Task set
A: From the article about the Sandmann lawsuit against The Washington Post, extract the passage starting with "Attorneys for Nick" and going on through "Indigenous Peoples Rally.".
B: Rewrite the paragraph of the Sandmann lawsuit article that begins "The initial video caught the attention" as a shorter version that keeps its main facts.
C: Proceed with the article on the Sandmann lawsuit against The Washington Post, picking up after its last sentence.

*** Excerpt Section Begins ***

High School Student Who Went Viral For Pro-Life Rally Encounter with Native American Elder Is Suing the Washington Post

Pro-Life RallyUPDATED: 2019/02/20 5:00PM

Attorneys for Nick Sandmann, a Kentucky high school student who found himself at the center of a huge viral video controversy last month, are suing The Washington Post and seeking $250 million in damages.

Sandmann, a student at Covington Catholic High School was in DC for a March for Life rally, donning a Make America Great Again hat when he had an encounter with Omaha tribe elder Nathan Phillips, who was also in DC, chanting and playing the drum at the Indigenous Peoples March.

The initial video caught the attention of the internet and went viral, accusing Sandmann of being disrespectful and racist until a second video, posted days later, provide more context for the encounter. In the second video, a group of black men who identify as Hebrew Israelites, taunt the students and the participants of the Indigenous Peoples Rally.

Sandmann’s attorneys, Lin Wood and Todd McMurtry filed a lawsuit on behalf of the young man for “compensatory and punitive damages” adding, “This is only the beginning.”

*** Excerpt Section Ends ***
*** Collected material Section Begins ***

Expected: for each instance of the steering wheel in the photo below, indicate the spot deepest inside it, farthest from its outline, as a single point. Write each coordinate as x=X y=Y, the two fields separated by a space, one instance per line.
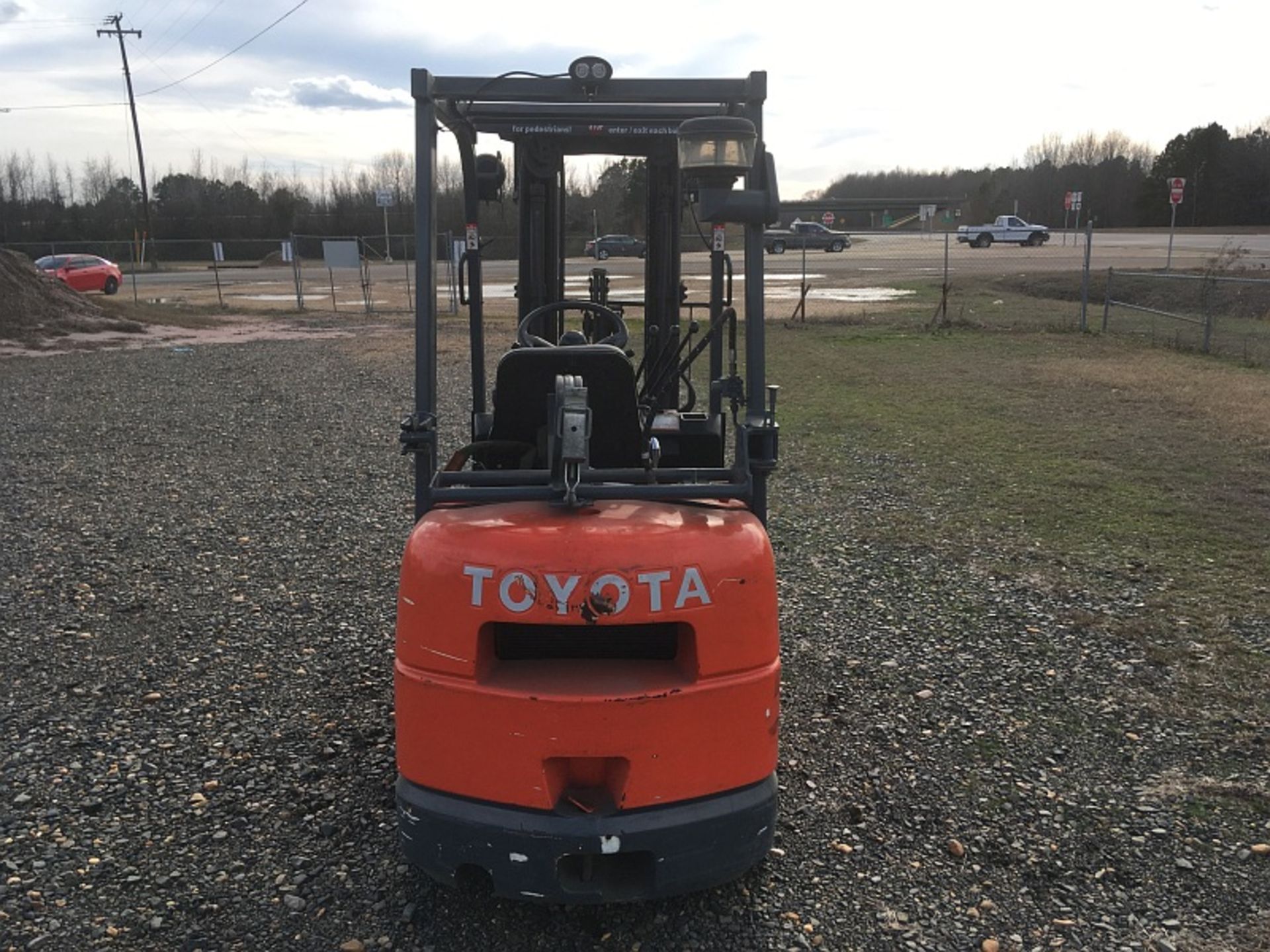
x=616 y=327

*** Collected material Section Ends ***

Solved tasks
A:
Attorneys for Nick Sandmann, a Kentucky high school student who found himself at the center of a huge viral video controversy last month, are suing The Washington Post and seeking $250 million in damages.

Sandmann, a student at Covington Catholic High School was in DC for a March for Life rally, donning a Make America Great Again hat when he had an encounter with Omaha tribe elder Nathan Phillips, who was also in DC, chanting and playing the drum at the Indigenous Peoples March.

The initial video caught the attention of the internet and went viral, accusing Sandmann of being disrespectful and racist until a second video, posted days later, provide more context for the encounter. In the second video, a group of black men who identify as Hebrew Israelites, taunt the students and the participants of the Indigenous Peoples Rally.

B: The first video went viral online and led people to accuse Sandmann of being disrespectful and racist. A second video, posted days later, gave more context. It showed a group of black men who identify as Hebrew Israelites taunting the students and the Indigenous Peoples Rally participants.

C:
The lawsuit claims that the Post “wrongfully targeted and bullied Nicholas because he was the white, Catholic student wearing a red ‘Make America Great Again’ souvenir cap on a school field trip.” It also accuses the paper of being a participant in a “modern-day form of McCarthyism by competing with CNN and NBC, among others, to claim leadership of a mainstream and social media mob of bullies which attacked, vilified, and threatened Sandmann, an innocent secondary school child.”

For their part, the Post is planning “to mount a vigorous defense.”

President Trump tweeted a quote from the lawsuit adding, “Go get them Nick. Fake News!”